• **About this task**
Apart from the pictures, please restate every entry below exactly.

• **Records shown**
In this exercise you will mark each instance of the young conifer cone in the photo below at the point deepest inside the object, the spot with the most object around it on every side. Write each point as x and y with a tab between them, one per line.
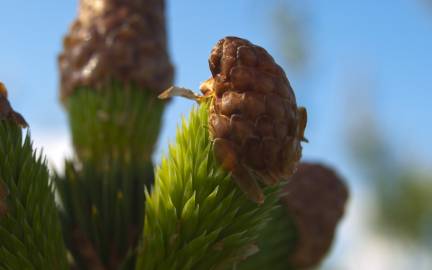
315	198
122	40
254	119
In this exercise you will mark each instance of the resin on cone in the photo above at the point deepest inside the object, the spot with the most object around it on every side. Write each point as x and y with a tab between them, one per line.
315	198
120	40
254	120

• **Solution below**
In this exercise you will mark each instance of the young conifer cone in the photo below at the point deepest inside the object, the spot with the most object around it on every side. Write each point as x and y with a tab between them, one per line.
315	198
122	40
254	119
In this exercise you will mark each instance of the resin on cone in the photo above at the point deepest inside the object, the spot with the most object around it on every side. Write each point as x and y with a tab between them, one per line.
315	198
120	40
254	120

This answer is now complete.